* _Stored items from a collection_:

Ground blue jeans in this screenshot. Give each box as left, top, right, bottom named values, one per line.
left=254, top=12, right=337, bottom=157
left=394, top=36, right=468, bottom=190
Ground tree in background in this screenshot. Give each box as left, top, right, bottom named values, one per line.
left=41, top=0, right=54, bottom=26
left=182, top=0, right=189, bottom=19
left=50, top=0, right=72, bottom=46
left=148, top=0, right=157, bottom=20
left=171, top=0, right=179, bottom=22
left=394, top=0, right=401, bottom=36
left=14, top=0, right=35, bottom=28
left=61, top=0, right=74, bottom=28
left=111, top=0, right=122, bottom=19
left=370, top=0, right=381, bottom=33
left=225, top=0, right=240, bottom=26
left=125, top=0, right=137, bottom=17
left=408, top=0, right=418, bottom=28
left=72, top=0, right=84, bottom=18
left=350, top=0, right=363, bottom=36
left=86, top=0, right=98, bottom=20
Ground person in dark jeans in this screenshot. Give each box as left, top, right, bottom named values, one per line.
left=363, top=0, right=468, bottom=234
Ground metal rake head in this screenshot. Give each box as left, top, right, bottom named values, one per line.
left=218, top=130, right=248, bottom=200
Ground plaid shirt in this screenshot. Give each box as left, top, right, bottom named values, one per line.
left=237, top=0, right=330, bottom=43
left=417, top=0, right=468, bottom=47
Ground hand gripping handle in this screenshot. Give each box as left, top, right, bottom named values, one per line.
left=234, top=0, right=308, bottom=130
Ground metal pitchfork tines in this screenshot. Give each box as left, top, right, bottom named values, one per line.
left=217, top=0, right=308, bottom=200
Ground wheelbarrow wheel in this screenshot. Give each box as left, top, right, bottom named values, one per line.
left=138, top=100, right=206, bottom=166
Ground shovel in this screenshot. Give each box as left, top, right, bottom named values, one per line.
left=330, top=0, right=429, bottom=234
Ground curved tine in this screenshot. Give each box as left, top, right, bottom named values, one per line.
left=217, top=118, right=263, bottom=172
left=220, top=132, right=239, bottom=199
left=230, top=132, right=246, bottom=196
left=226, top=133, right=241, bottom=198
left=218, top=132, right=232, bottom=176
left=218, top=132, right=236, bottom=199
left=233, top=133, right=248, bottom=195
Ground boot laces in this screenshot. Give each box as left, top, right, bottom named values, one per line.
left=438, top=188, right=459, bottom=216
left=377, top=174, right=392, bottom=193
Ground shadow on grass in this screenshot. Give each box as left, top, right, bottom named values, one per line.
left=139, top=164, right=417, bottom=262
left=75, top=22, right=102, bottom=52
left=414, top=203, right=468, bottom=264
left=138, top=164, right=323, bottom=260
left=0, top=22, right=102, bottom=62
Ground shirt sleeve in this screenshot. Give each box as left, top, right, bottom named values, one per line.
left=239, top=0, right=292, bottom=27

* _EXERCISE BRIEF_:
Set down every entry once more, exactly as it was written above.

* _RESULT FOR THIS TASK_:
Ground blue jeans in this screenshot. Give each box as left, top, right, bottom named values, one per line.
left=254, top=12, right=337, bottom=157
left=394, top=36, right=468, bottom=190
Ground tree in background in this screenshot. Give each box as left, top, right, bottom named values, one per line.
left=41, top=0, right=54, bottom=26
left=182, top=0, right=189, bottom=19
left=50, top=0, right=72, bottom=46
left=148, top=0, right=157, bottom=20
left=171, top=0, right=179, bottom=22
left=394, top=0, right=401, bottom=36
left=14, top=0, right=35, bottom=28
left=61, top=0, right=74, bottom=28
left=111, top=0, right=122, bottom=19
left=370, top=0, right=381, bottom=33
left=225, top=0, right=240, bottom=26
left=125, top=0, right=137, bottom=17
left=408, top=0, right=418, bottom=28
left=72, top=0, right=84, bottom=18
left=350, top=0, right=363, bottom=36
left=86, top=0, right=98, bottom=20
Ground person in dark jeans in this screenshot. Give each box as left, top, right, bottom named values, one per line.
left=363, top=0, right=468, bottom=234
Ground metal rake head in this screenshot. Give each box as left, top, right, bottom named values, one per line.
left=218, top=130, right=248, bottom=200
Ground plaid shirt in this screenshot. Give each box as left, top, right, bottom named values, one per line.
left=237, top=0, right=330, bottom=43
left=417, top=0, right=468, bottom=47
Ground hand gripping handle in this screenshot. Give each box as left, top, right, bottom named values, one per line.
left=234, top=0, right=308, bottom=130
Ground metal pitchfork tines in this screenshot. Give each box as left, top, right, bottom named values, one per line.
left=217, top=0, right=308, bottom=200
Ground wheelbarrow wheel in this screenshot. Give each box as left, top, right, bottom named values, one per line.
left=138, top=100, right=206, bottom=166
Ground shovel in this screenshot. Give each box as left, top, right, bottom named values, one per line.
left=330, top=0, right=429, bottom=234
Ground curved tine in this screenshot. Give each box as left, top, right, bottom named values, one per line.
left=217, top=118, right=263, bottom=172
left=220, top=132, right=239, bottom=199
left=230, top=132, right=246, bottom=196
left=226, top=133, right=241, bottom=198
left=218, top=132, right=232, bottom=176
left=218, top=132, right=236, bottom=199
left=233, top=133, right=248, bottom=195
Ground boot laces in this screenshot. Give each box as left, top, right, bottom named values, one per line.
left=438, top=188, right=459, bottom=216
left=377, top=174, right=392, bottom=193
Ground shadow on grass in this screenshot. Give each box as left, top, right, bottom named values, one per line.
left=139, top=164, right=417, bottom=262
left=75, top=22, right=102, bottom=52
left=414, top=203, right=468, bottom=264
left=138, top=164, right=323, bottom=260
left=0, top=22, right=102, bottom=62
Ground shirt sleeve in this screenshot. Give each box as left, top, right, bottom named values, one per line.
left=239, top=0, right=292, bottom=27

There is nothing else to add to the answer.